_Passage provided:_
[Start of section]
Bellingham
Seriously, Who Does The Jokes Around Here?

November 2011

It was Friday, just before Yom Kippur. That’s right, the Jewish day of atonement. I met Maurice Kanbar, the genius who invented Skyy vodka, at his usual table on Union Street, outside Perry’s. This has been Maurice’s near-daily venue for over 20 years.

“I love watching the people passing by,” exclaims Maurice. He will even accost people in a friendly way, and, though they are sometimes taken aback, he will demand their opinions on man, God and law. Or even vodka. What’s the difference? On occasion, vodka seems to have a heavy influence over those loftier notions. Maurice is a born boulevardier – that’s how they would describe gentlemen such as Gérard de Nerval or Paul-Marie Verlaine in 19th century Paris as these talented, scurrilous cats went about their urban sojourns. One difference, though, is that de Nerval, who dragged a lobster on a leash along the avenue, would not likely allow Maurice to plunge the crustacean into a boiling pot just to make a brand-new Extract of Lobster vodka. The poet would bristle at the temerity of such an assault on his friendly crustacean pal, even though he did not seem to mind dragging it over the filthy pavements of Gay Paree.
[End of section]
_Records provided:_
[Start of section]
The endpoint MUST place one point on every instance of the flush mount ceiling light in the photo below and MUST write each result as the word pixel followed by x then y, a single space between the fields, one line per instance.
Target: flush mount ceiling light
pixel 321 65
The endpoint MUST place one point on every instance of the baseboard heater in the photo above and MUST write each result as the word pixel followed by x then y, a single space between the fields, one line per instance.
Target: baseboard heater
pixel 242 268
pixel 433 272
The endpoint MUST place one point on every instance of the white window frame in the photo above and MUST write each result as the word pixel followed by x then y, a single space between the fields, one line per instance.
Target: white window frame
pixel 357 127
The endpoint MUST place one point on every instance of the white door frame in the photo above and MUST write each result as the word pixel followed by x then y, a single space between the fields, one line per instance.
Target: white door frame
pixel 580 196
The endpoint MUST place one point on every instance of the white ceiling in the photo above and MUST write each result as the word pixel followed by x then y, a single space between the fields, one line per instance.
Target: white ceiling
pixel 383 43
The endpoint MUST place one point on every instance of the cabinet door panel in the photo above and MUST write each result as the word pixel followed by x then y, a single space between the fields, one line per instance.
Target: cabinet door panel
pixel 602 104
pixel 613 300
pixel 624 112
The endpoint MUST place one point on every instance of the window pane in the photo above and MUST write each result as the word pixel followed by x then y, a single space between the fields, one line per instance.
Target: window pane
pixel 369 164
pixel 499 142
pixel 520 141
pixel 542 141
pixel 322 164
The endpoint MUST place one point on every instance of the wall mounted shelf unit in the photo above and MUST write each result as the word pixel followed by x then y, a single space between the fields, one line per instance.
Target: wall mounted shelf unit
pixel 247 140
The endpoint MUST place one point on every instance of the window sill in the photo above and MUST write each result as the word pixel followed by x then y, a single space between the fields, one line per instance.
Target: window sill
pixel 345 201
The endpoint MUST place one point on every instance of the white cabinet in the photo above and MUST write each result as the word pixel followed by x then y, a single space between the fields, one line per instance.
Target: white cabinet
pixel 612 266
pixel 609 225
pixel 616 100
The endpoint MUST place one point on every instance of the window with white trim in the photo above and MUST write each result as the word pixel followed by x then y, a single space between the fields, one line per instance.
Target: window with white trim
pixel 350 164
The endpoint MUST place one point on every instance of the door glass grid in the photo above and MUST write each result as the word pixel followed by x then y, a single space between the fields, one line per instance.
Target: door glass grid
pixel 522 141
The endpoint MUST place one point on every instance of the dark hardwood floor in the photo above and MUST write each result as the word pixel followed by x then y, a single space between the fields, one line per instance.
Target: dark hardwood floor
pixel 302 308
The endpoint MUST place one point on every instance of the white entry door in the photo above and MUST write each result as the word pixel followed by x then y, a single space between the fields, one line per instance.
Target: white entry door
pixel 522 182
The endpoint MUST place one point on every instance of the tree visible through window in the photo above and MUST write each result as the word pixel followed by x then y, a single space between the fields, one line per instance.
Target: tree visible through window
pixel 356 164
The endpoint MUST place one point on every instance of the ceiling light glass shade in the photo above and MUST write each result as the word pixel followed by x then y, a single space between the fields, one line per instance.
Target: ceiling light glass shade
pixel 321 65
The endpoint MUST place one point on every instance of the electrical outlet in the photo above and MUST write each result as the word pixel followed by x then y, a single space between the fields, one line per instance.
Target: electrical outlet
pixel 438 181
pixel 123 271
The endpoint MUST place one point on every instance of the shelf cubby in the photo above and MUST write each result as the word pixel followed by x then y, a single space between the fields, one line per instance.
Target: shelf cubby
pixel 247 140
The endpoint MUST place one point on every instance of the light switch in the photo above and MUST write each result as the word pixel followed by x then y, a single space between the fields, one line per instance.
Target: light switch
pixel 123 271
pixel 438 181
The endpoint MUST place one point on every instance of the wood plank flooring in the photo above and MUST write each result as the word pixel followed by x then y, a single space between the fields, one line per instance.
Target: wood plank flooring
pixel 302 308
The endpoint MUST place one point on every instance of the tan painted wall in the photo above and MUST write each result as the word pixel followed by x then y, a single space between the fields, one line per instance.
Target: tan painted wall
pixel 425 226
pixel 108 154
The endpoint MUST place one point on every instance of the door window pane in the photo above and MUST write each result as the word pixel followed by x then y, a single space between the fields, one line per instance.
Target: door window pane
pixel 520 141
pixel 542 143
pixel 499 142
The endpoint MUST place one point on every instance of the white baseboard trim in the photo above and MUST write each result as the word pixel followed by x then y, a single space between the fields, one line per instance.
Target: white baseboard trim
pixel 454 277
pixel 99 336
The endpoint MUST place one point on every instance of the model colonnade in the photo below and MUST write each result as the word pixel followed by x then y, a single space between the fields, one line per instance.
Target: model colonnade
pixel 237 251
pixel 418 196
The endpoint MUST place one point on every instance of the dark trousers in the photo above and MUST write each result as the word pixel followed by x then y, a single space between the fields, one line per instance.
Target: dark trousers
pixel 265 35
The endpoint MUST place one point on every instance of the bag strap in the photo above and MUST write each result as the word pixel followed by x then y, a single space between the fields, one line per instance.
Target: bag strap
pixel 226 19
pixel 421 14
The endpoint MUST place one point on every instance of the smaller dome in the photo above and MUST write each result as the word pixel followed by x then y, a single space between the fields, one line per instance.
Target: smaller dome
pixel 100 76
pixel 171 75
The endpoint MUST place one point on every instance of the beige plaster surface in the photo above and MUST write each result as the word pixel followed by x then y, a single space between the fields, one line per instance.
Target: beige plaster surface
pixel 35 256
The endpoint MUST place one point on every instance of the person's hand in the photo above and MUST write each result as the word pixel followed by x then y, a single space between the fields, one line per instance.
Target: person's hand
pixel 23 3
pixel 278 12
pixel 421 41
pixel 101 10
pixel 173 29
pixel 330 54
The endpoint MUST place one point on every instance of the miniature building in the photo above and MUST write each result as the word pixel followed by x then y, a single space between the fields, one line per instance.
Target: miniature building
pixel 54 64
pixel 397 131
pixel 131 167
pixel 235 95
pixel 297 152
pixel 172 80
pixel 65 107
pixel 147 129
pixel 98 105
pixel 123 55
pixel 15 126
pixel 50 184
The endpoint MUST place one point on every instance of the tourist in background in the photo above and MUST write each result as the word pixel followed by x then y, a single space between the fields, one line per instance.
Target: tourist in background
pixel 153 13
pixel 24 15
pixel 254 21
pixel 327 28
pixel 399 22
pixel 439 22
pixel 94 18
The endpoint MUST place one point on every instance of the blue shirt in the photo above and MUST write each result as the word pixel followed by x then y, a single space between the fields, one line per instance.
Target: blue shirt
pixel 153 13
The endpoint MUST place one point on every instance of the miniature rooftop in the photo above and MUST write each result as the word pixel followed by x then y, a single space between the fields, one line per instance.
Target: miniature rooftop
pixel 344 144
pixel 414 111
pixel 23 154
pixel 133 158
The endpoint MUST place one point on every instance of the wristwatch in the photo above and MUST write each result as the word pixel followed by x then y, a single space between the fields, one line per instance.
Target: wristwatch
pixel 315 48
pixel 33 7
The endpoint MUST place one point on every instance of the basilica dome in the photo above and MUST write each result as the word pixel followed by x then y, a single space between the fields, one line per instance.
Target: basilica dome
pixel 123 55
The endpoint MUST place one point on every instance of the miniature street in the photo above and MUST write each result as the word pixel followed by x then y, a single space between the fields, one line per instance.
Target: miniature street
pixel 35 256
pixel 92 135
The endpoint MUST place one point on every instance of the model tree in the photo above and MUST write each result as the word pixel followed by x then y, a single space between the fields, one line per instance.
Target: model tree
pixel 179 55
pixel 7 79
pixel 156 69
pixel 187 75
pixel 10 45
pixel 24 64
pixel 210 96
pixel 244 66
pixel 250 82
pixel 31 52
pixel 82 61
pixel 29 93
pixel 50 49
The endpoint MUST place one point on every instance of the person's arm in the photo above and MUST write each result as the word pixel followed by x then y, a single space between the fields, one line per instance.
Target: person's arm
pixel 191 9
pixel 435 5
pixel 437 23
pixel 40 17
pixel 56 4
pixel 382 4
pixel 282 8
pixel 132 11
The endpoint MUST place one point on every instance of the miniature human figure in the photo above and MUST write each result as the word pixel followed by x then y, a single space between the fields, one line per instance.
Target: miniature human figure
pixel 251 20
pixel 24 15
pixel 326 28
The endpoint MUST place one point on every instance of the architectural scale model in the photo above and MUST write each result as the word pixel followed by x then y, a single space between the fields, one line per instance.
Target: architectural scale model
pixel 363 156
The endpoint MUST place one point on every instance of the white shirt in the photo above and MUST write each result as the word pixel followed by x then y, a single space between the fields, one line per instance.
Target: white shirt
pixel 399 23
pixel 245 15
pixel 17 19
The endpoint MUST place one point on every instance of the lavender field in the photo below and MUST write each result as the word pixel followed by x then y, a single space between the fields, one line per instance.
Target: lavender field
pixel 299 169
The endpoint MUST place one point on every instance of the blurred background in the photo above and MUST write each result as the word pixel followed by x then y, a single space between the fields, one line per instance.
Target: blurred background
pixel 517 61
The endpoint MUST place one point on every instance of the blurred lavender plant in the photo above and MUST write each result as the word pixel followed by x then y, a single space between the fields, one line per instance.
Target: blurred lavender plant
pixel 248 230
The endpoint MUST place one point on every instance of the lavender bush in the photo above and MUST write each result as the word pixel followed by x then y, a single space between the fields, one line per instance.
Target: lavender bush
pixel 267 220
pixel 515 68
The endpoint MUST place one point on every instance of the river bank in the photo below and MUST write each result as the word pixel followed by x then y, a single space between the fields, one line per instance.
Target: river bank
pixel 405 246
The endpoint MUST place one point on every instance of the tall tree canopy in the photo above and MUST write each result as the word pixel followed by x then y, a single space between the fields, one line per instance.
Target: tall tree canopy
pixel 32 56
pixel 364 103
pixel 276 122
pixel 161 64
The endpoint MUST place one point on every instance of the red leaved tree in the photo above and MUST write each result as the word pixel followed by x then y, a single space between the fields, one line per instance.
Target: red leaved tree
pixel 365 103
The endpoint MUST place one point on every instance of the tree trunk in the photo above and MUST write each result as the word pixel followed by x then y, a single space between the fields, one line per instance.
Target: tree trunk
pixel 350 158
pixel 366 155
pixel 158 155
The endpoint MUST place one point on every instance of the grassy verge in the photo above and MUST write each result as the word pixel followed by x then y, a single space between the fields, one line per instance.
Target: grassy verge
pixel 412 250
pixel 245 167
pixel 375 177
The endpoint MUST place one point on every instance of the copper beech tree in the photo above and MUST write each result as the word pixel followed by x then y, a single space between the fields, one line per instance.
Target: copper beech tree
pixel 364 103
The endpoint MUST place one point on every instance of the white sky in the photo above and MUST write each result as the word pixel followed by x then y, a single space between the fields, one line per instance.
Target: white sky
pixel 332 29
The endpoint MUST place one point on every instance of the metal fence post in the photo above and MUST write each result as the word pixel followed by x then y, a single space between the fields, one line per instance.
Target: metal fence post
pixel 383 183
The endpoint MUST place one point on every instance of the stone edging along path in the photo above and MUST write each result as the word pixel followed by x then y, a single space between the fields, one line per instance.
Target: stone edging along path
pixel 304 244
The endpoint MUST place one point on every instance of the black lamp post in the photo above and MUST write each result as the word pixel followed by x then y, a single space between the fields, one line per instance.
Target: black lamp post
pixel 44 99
[End of section]
_What to do:_
Please repeat the part of the piece about Maurice Kanbar that begins with the words "November 2011" and ends after the words "over 20 years.", copying it exactly.

_Solution for this problem:_
November 2011

It was Friday, just before Yom Kippur. That’s right, the Jewish day of atonement. I met Maurice Kanbar, the genius who invented Skyy vodka, at his usual table on Union Street, outside Perry’s. This has been Maurice’s near-daily venue for over 20 years.